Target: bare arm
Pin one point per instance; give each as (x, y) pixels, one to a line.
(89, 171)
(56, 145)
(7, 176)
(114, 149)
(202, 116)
◆ ◆ ◆
Goal
Rewrite all of the material above as a numbered list, one line per item, leaving out any blank lines.

Task response
1. Target: bare arm
2. Pin one point per instance; give each as (x, y) pixels, one to a line.
3. (89, 171)
4. (56, 145)
5. (7, 176)
6. (114, 149)
7. (202, 116)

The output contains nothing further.